━━━━━ Passage to read ━━━━━

Next day, no longer feeling like foreigners, we cycled on in the direction of Beauvais. It was Good Friday, but the story was the same. We came to a beautiful church and found it locked. Through the plain glass windows we saw that the woodwork and stat
ues inside were excellent. By this time I was becoming really inquisitive, and while Géronte went off with two children from a near-by cottage to locate the key of the church, I remained behind and questioned the children’s mother.
‘Tell me,’ I asked, ‘is there no service here today?’
‘No, sir.’
‘But surely you have Mass here?’
‘No. We only hear Mass occasionally. Once in six months, perhaps.’
‘But why?’
‘We have no priest.’
So that was it! That was why the statues remained undraped. Here the enemy of the churches was not puritanism, but something more deadly because more logical, something which left them their beauty but removed their significance.
At the next village we found the parish church open because the organist was practising. He was a young man, good-looking, with a slight moustache, and after a few minutes he got up and joined us. He might have been the expression in the flesh of the logic we had seen at work on the other churches. He proceeded politely to tell us the life stories of the more unfamiliar saints, and by the time he was finished there was little left of the saints. Yet we liked him, as we shouldn’t have liked a puritan.
‘You’re English, I suppose?’ he asked as we were leaving.
‘No, Irish.’
‘Ah,’ he said with a shrug, ‘of Ireland I know nothing but James Joyce.’
‘You know quite a lot if you know that,’ I replied, and again we fell into talk, and he told us how he had read Ulysses in the Ste Geneviève Library in the evenings and given up Finnegans Wake as a bad job. He was the sort of young man who makes France worth while, the sort who takes naturally to culture and not because he doesn’t feel himself capable of business or games. We parted from him with real regret.

━━━━━

» **Requirement 1**
List every reply that the children's mother gives to the narrator's questions in the cycling passage.
» **Requirement 2**
Print the portion of the cycling passage that starts at "At the next" and ends at "liked a puritan.".
Answer from the cycling passage alone.

━━━━━ Information given ━━━━━

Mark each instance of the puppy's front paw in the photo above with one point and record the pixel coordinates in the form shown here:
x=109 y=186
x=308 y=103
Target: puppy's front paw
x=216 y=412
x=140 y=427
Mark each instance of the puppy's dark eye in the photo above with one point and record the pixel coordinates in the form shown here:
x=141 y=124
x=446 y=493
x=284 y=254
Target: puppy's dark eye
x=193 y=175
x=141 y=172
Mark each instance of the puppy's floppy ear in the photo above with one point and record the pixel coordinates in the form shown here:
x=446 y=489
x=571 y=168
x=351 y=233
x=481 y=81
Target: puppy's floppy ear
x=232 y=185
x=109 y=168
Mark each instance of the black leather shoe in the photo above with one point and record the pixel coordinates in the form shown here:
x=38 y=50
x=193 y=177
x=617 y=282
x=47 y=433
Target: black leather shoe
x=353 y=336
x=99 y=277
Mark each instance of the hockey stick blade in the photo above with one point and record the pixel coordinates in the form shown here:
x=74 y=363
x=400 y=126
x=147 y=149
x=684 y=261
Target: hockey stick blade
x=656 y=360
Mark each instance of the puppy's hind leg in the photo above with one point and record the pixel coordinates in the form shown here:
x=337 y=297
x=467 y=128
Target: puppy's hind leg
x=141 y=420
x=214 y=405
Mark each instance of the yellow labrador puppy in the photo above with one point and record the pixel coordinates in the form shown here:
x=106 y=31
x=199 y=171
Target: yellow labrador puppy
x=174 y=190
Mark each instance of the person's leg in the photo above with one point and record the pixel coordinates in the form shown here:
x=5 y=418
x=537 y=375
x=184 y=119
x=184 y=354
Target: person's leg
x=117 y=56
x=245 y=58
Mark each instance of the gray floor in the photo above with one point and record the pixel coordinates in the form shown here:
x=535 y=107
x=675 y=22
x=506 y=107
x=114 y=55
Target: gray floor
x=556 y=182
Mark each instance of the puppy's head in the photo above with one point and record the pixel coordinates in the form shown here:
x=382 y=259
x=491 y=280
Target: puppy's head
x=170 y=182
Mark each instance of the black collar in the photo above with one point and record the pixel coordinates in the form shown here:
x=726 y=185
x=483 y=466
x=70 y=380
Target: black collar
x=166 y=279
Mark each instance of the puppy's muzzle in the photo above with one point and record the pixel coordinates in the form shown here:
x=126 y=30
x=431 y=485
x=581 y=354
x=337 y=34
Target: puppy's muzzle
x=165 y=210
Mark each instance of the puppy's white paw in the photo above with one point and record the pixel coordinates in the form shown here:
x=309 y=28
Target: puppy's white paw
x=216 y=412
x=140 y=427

━━━━━

» **Reply 1**
- ‘No, sir.’
- ‘No. We only hear Mass occasionally. Once in six months, perhaps.’
- ‘We have no priest.’

» **Reply 2**
At the next village we found the parish church open because the organist was practising. He was a young man, good-looking, with a slight moustache, and after a few minutes he got up and joined us. He might have been the expression in the flesh of the logic we had seen at work on the other churches. He proceeded politely to tell us the life stories of the more unfamiliar saints, and by the time he was finished there was little left of the saints. Yet we liked him, as we shouldn’t have liked a puritan.